- ЦИТИРУЕМЫЙ ОТРЫВОК
□ □ □ □ □

Счастье литературы при Людовике XIV заключалось в том, что тогда ей не придавали большого значения[294]. Придворные, высказывавшие свое мнение о шедеврах Расина и Мольера, обладали хорошим вкусом, так как у них и в мыслях не было, что они являются судьями. Если в своих манерах и костюме они всегда стремились кому-нибудь подражать, то в своих литературных суждениях они осмеливались оставаться самими собой. Что я говорю, осмеливались? Они даже не давали себе труда осмеливаться. Литература была безделкой; «держаться верных взглядов на литературные произведения»[295] стало необходимым только в последние годы царствования Людовика XIV, когда литература унаследовала почет, который этот король оказывал Расину и Депрео.
Всегда правильно оценивают вещи, когда их оценивают непосредственным чувством. Каждый прав в своих вкусах, какими бы странными они ни были, когда каждый голосует в отдельности. Ошибка происходит, когда говорят: «Мой вкус — это вкус большинства, вкус всеобщий, то есть хороший вкус».
Следовало бы выслушать даже педанта, если бы он рассуждал естественно, в соответствии со своей ограниченной и низкой душой. Ведь он все же зритель, а поэт хочет нравиться всем зрителям. Педант становится нелепым только тогда, когда он начинает твердить заученные мысли и хочет убедить вас, что у него есть и тонкость, и чувство, и т. д., и т. д., например, Лагарп, объясняющий «Сида» и суровые правила чести, выйдя из канавы, куда толкнул его некий Блен де Сен-Мор в то время, когда разодетый академик шел на обед к главному откупщику[296]. Толкователь «Сида», хоть и испачканный немного, говорят, отлично держал себя за столом.
Одно из самых забавных следствий жеманства — то, что, подобно олигархии, оно постоянно стремится к изъятию из своих рядов недостаточно совершенных сочленов. А от группы, которая так сокращает себя в числе, в скором времени остается только диван доктринеров[297].
Трудно сказать, к чему привела бы изысканность языка, если бы царствование Людовика XIV продолжалось. Уже аббат Делиль не пользовался и половиной слов, применявшихся Лафонтеном. Вскоре все естественное стало бы неблагородным и низким, вскоре во всем Париже не осталось бы и тысячи человек, говорящих благородно.
Не буду приводить слишком старых и давно позабытых примеров. Два года тому назад (в феврале 1823 года[298]), когда надо было спасать Испанию и возвращать ей то счастье, которым она теперь наслаждается, несколько салонов Сен-Жерменского предместья вдруг нашли, что речь г-на де Талейрана дурного тона. Я спрашиваю вас: кто же в состоянии похвалиться хорошим языком, если можно обвинить в дурном тоне столь родовитого человека, которого никак нельзя упрекнуть в том, что он избегал двора? В сущности говоря, в Париже можно обнаружить три или четыре различных языка. То, что грубо на улице Сен-Доминик[299], естественно в предместье Сент-Оноре[300] и рискует показаться изысканным на улице Монблан[301]. Но письменный язык, который должен быть понятен всюду, а не только в Эйль-де-бефе, совсем не должен считаться с этими мимолетными модами. Мольера три раза в месяц освистывает аффектация; иначе можно было бы ожидать, что вскоре станет неприличным и проявлением дурного тона произнести на французской сцене: «Закройте это окно».

□ □ □ □ □

- ИСХОДНЫЙ МАТЕРИАЛ
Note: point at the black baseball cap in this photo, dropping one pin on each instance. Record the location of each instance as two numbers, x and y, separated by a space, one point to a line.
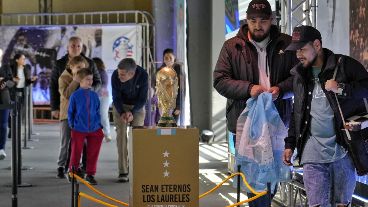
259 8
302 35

□ □ □ □ □

- РАБОЧИЕ ЗАДАНИЯ
[a] Сколько различных языков, согласно отрывку о литературном вкусе, можно обнаружить в Париже?
[b] Отредактируйте часть отрывка о литературном вкусе, начиная со слов «Одно из самых» и заканчивая словами «только диван доктринеров[297].», и замените в ней «олигархии» на «аристократии».
Этот материал существует отдельно от отрывка и с ним не связан.

- ИТОГОВЫЕ ОТВЕТЫ
[a] Три или четыре.

[b]
Одно из самых забавных следствий жеманства — то, что, подобно аристократии, оно постоянно стремится к изъятию из своих рядов недостаточно совершенных сочленов. А от группы, которая так сокращает себя в числе, в скором времени остается только диван доктринеров[297].